━━━ SOURCE EXTRACT
In a word, what degree of contentment can a human creature
be supposed to enjoy in that position? With hunger preying
on him, his contentment is likely to be small! But even with
abundance, his discontent, his real misery may be great.
The labourer's feelings, his notion of being justly dealt with
or unjustly; his wholesome composure, frugality, prosperity
in the one case, his acrid unrest, recklessness, gin-drinking,
and gradual ruin in the other,--how shall figures of arith-
metic represent all this? So much is still to be ascertained;
much of it by no means easy to ascertain! Till, among the
"Hill Cooly" and "Dog-cart" questions, there arise in
Parliament and extensively out of it" a Condition-of-England
question," and quite a new set of inquirers and methods,
little of it is likely to be ascertained.
━━━━━━
# WRITTEN TASK 1
From the passage on the labourer's contentment, echo the words beginning at "In a word, what" and stopping after "to be ascertained.".
━━━ EXERCISE DATA
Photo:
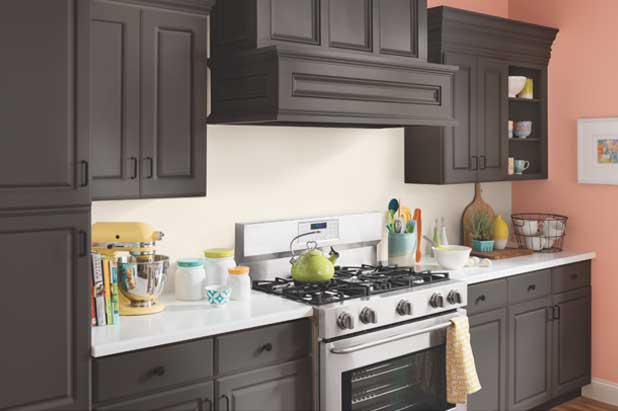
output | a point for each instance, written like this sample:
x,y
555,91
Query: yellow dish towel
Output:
x,y
461,378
━━━━━━
# WRITTEN TASK 2
Turn the lines of the records into a numbered list, omitting blank lines and leaving out the pictures.

# EXERCISE OUTPUT 1
In a word, what degree of contentment can a human creature
be supposed to enjoy in that position? With hunger preying
on him, his contentment is likely to be small! But even with
abundance, his discontent, his real misery may be great.
The labourer's feelings, his notion of being justly dealt with
or unjustly; his wholesome composure, frugality, prosperity
in the one case, his acrid unrest, recklessness, gin-drinking,
and gradual ruin in the other,--how shall figures of arith-
metic represent all this? So much is still to be ascertained;
much of it by no means easy to ascertain! Till, among the
"Hill Cooly" and "Dog-cart" questions, there arise in
Parliament and extensively out of it" a Condition-of-England
question," and quite a new set of inquirers and methods,
little of it is likely to be ascertained.

# EXERCISE OUTPUT 2
1. Photo:
2. output | a point for each instance, written like this sample:
3. x,y
4. 555,91
5. Query: yellow dish towel
6. Output:
7. x,y
8. 461,378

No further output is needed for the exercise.